══ PASSAGE

Gestalt Therapy (O'Neill)
by Philip Brownell, 2/12/97
I am happy for the direction of this thread. It seems that there is opportunity
for leaving the dead behind. Not that we have to leave their ideas behind,
but we needn't do unecessary homeage. Whether it be Mary Henle, who objected
to Perls, or Perls himself, arguing over their clothing is not very interesting
to me, especially since I believe enough time has elapsed to allow people
interested in the field, versus devotees to various splinter sections of
it, to forge a new and more robust community.
You have stated, "The discussion I am hoping to generate is ways in
which Gestalt psychology continues to inform Gestalt therapy. How do advancements
in the Gestalt psychology research of the past 40 years affect the theory
and application of Gestalt theory? Or do they? Does Gestalt therapy pay
any attention to Gestalt psychology?" In the current issue of Gestalt!,
Hans-Juergen Walter, of the GTA, discusses
a contemporary understanding of the relationship between Gestalt psychological
theory and cognitive behavioral psychotherapy. This would seem to be
the kind of thing you are looking for. I welcome, and will look forward
to the article Joe Wysong mentions that will be forthcoming at The Gestalt
Journal's web site, in which the relationship between Gestalt Psychology
and Gestalt Therapy is treated, but as for now I can say that in all my
interactions with Gerhard Stemberger, who posted the Henle article (first
on the AAGT web site through an act of professional courtesy and support
while GTA was in the process of getting their own site up on the web, and
later where it's now located) he has displayed an eagerness to engage with
the community of Gestalt practitioners (and has actually done so by entering
into discussion with practicing Gestalt therapists on the AAGT email discussion
group) who have traditionally followed the development of Gestalt therapy
according to the Perls School. There is a new, open spirit among people
who used to be characterized by the antipathy seen in Henle. By the way,
your url for the GTA is incorrect, and the current one is http://rdz.stjohns.edu/~gerhard/gta/gtax.html.
That site has some tremendous links to Gestalt-related work, including
the work of Lewin on field theory, and the application of Gestalt theory
to organizational work in the United Nations-very exciting stuff, and all
related to the thrust of your question, namely, is there any current action,
dialogue, relating being done between Gestalt Psychology and Gestalt Therapy.
I would say there is indeed, and it's just beginning to get interesting.

════
══ DATASET RECORDS

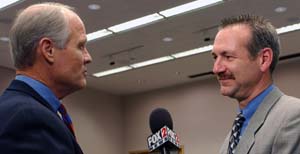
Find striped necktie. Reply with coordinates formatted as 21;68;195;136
228;113;245;154
58;104;75;136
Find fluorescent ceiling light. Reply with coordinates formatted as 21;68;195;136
0;0;23;10
86;29;112;41
159;0;223;17
276;23;300;34
130;56;174;68
93;66;132;78
108;13;163;33
172;45;213;58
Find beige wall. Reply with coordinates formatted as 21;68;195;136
0;67;124;154
63;88;124;154
123;58;300;154
0;58;300;154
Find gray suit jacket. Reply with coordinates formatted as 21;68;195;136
220;87;300;154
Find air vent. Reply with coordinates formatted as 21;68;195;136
0;18;12;24
189;71;214;79
104;45;144;57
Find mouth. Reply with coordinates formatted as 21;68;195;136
218;74;235;81
83;70;88;77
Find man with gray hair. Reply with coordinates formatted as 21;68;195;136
212;15;300;154
0;3;92;154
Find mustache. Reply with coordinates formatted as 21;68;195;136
217;73;235;80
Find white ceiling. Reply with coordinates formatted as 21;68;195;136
0;0;300;95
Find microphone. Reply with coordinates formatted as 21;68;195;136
147;108;179;154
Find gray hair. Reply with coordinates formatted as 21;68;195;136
219;15;280;73
9;2;74;69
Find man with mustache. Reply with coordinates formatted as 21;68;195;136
0;3;92;154
212;15;300;154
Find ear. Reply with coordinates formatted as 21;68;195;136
259;48;273;72
39;37;54;64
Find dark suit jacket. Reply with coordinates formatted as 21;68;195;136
0;80;82;154
220;88;300;154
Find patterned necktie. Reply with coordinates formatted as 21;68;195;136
228;113;245;154
58;104;75;136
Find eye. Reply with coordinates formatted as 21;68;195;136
78;43;85;50
212;54;217;60
225;55;233;60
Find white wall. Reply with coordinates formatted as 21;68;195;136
123;58;300;154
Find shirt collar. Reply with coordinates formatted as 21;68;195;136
16;75;60;111
240;84;274;121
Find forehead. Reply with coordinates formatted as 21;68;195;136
64;10;86;40
213;24;252;53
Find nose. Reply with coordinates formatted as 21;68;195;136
213;59;225;74
83;49;92;64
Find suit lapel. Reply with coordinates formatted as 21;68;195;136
236;87;283;154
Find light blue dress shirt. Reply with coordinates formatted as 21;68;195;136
16;75;60;112
239;84;274;135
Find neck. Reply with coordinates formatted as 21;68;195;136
237;76;273;109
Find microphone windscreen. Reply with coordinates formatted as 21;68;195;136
149;108;173;133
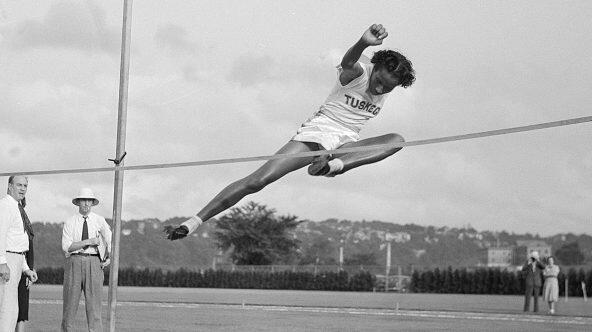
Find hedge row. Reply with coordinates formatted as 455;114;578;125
409;267;592;296
37;268;376;291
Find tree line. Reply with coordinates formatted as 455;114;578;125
409;267;592;296
38;267;376;291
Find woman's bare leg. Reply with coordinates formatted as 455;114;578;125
308;134;405;175
197;141;319;221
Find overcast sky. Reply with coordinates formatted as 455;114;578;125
0;0;592;235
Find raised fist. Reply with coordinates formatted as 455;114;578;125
164;225;189;241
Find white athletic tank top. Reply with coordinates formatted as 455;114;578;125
318;62;387;133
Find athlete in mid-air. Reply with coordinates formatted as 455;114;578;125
165;24;415;240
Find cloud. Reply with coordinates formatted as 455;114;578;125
154;23;199;55
3;1;121;53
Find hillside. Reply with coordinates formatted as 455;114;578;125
33;217;592;268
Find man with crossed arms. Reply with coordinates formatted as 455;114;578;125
62;188;111;332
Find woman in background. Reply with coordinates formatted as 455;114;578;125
543;256;559;315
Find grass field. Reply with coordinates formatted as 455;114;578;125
28;285;592;331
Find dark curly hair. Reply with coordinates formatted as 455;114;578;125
370;50;415;88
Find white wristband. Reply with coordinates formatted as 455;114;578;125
181;216;203;235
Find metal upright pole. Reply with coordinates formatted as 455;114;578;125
384;241;391;292
109;0;132;332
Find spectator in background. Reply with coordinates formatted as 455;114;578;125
0;175;37;332
62;188;111;331
543;256;559;315
522;251;545;312
16;198;35;332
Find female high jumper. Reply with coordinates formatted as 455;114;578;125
165;24;415;240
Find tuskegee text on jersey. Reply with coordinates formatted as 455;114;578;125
344;94;380;115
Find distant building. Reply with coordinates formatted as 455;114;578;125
480;240;551;267
514;240;551;265
481;247;514;267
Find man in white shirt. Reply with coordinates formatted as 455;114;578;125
0;175;37;331
62;188;111;331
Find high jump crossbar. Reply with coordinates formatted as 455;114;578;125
0;116;592;176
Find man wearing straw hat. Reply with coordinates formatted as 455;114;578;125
62;188;111;331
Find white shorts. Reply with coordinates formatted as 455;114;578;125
292;113;360;150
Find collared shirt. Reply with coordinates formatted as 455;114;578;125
0;195;29;271
62;212;111;257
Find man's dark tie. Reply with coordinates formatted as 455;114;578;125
19;203;33;238
19;198;35;269
82;216;88;241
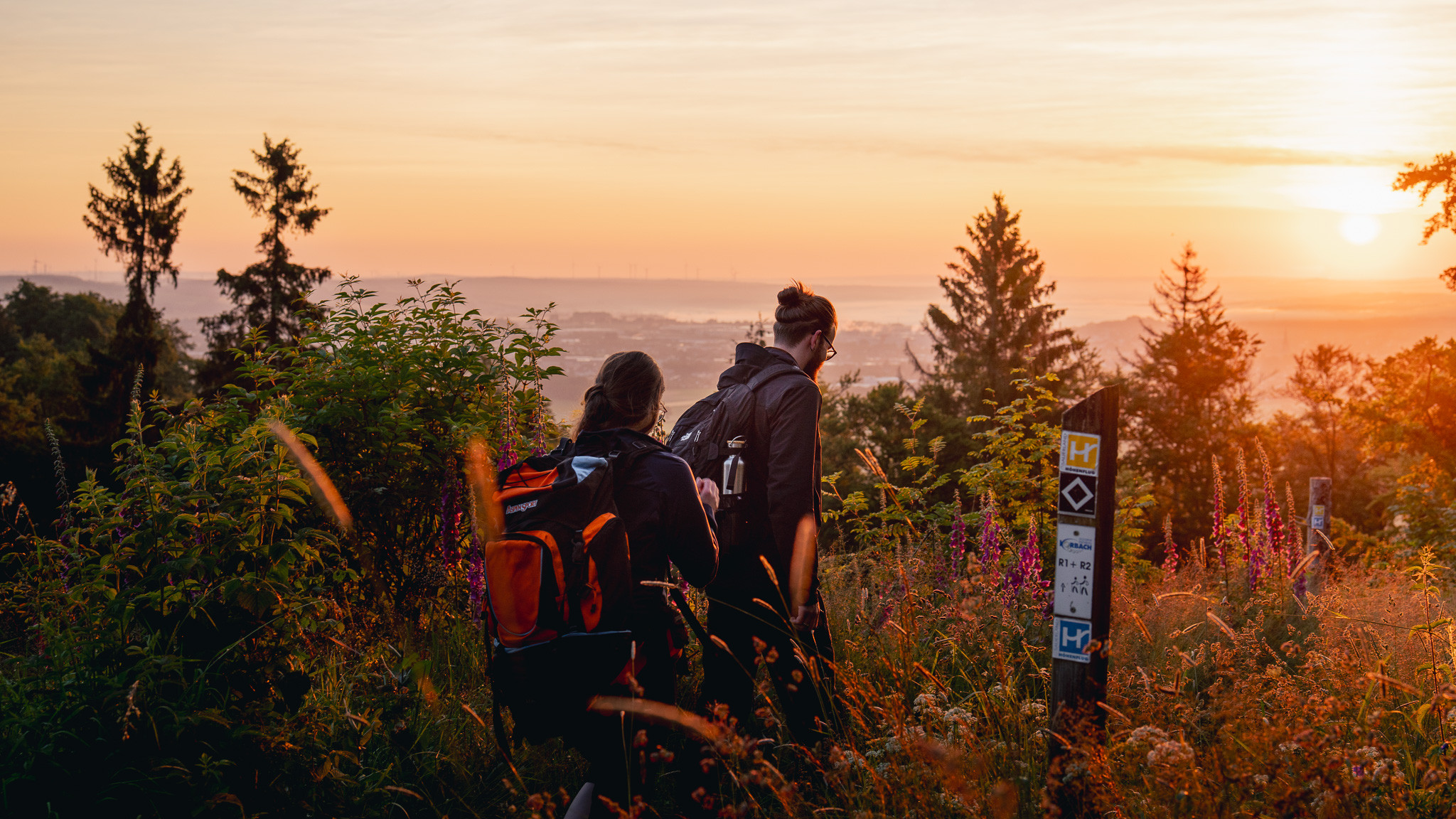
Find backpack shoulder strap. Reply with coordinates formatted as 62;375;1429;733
749;361;808;392
606;434;671;475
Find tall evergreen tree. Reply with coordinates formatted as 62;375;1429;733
82;122;192;389
201;134;331;387
1125;243;1261;544
1391;151;1456;290
911;194;1096;458
77;122;192;449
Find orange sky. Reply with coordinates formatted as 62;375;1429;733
0;1;1456;293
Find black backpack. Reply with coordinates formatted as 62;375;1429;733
667;363;803;484
485;437;660;751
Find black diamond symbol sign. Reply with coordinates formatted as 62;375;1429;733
1057;472;1096;515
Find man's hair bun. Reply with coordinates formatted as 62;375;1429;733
773;282;839;344
779;282;814;308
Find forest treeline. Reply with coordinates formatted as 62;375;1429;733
0;122;1456;561
0;124;1456;819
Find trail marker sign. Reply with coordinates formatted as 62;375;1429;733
1051;523;1096;619
1049;386;1120;764
1057;472;1096;518
1051;616;1092;663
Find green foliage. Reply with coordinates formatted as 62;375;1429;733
961;370;1061;542
203;134;332;386
227;277;560;615
1124;245;1260;544
0;280;188;532
0;280;556;816
820;372;913;496
83;122;192;311
911;194;1096;469
1391;151;1456;290
83;122;192;443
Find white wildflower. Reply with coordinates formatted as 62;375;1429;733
1147;739;1192;765
1127;726;1167;744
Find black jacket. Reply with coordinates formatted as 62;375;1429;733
575;429;718;631
709;343;820;604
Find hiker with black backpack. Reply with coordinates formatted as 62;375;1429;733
668;282;839;746
486;353;718;819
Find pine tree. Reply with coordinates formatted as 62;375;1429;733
1391;153;1456;290
911;194;1096;458
203;134;331;386
1125;243;1261;542
82;122;192;389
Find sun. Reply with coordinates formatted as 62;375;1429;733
1339;213;1381;245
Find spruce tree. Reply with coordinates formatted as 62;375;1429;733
82;122;192;389
1124;243;1261;542
80;122;192;446
201;134;331;387
911;194;1096;459
1391;151;1456;290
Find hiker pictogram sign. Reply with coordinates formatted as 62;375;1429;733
1053;523;1096;619
1047;386;1120;775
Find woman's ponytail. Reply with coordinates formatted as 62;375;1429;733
575;351;665;437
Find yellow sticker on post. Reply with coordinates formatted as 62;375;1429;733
1061;430;1102;475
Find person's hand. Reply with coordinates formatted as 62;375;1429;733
693;478;718;515
789;604;818;631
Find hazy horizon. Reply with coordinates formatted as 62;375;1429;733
9;0;1456;293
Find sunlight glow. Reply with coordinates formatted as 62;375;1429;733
1281;165;1417;215
1339;213;1381;245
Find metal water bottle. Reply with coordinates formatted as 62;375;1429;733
718;436;749;545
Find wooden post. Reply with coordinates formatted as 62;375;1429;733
1047;386;1120;761
1305;478;1334;594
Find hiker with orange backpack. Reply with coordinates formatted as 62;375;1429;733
668;282;839;746
486;351;718;819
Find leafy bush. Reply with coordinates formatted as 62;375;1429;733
0;282;556;815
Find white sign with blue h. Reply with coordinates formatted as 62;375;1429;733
1051;616;1092;663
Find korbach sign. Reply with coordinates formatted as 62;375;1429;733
1050;386;1118;756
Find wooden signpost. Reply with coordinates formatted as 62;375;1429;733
1305;478;1334;594
1049;386;1120;758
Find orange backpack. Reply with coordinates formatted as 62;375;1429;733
485;439;654;749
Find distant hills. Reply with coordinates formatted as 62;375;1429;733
0;274;1456;410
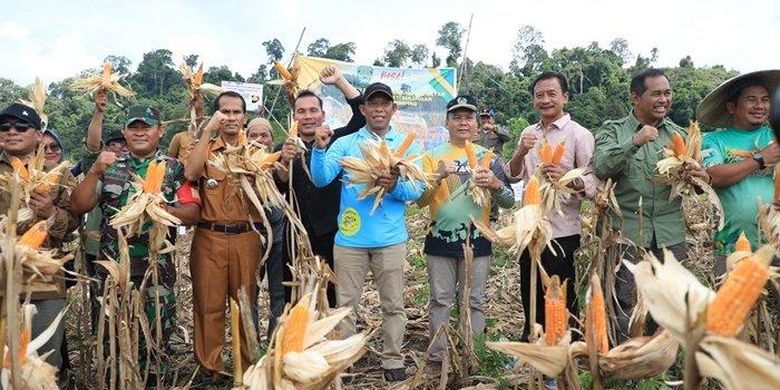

════

WHAT TO DO: Reproduce the part of the Gestalt therapy post above that begins at the words "Gestalt Therapy (O'Neill)" and ends after the words "more robust community.", keeping every word and mark the same.

SOLUTION FOR THIS PROBLEM:
Gestalt Therapy (O'Neill)
by Philip Brownell, 2/12/97
I am happy for the direction of this thread. It seems that there is opportunity
for leaving the dead behind. Not that we have to leave their ideas behind,
but we needn't do unecessary homeage. Whether it be Mary Henle, who objected
to Perls, or Perls himself, arguing over their clothing is not very interesting
to me, especially since I believe enough time has elapsed to allow people
interested in the field, versus devotees to various splinter sections of
it, to forge a new and more robust community.